**Required work**
Convert every line of the records below into a Markdown table with the columns "No." and "Text", numbering each row and leaving out blank lines. Omit the pictures from the table.
━━━━━━━━━━━━━━━━
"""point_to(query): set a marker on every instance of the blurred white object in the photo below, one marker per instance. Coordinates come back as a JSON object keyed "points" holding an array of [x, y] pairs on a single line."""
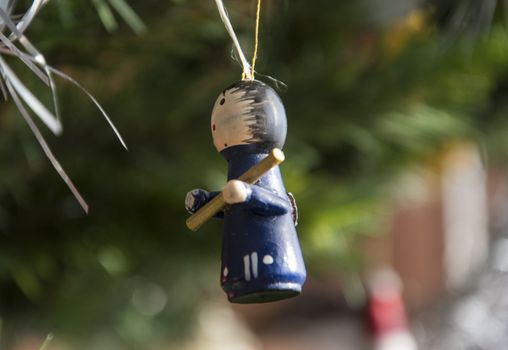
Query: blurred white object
{"points": [[465, 214], [386, 312]]}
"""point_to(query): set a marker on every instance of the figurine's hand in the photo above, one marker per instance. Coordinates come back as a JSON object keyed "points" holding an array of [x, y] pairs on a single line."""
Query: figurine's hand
━━━━━━━━━━━━━━━━
**Task solution**
| No. | Text |
|---|---|
| 1 | """point_to(query): set a marker on every instance of the blurred white object in the photo below, one marker per instance. Coordinates come back as a JSON object keyed "points" holding an array of [x, y] pairs on a single line.""" |
| 2 | Query: blurred white object |
| 3 | {"points": [[465, 214], [386, 312]]} |
| 4 | """point_to(query): set a marker on every instance of the figurine's hand in the photo above, one marker per instance. Coordinates come back as a JSON object keyed "points" holding an array of [x, y] pairs on a single line.""" |
| 5 | Query: figurine's hand |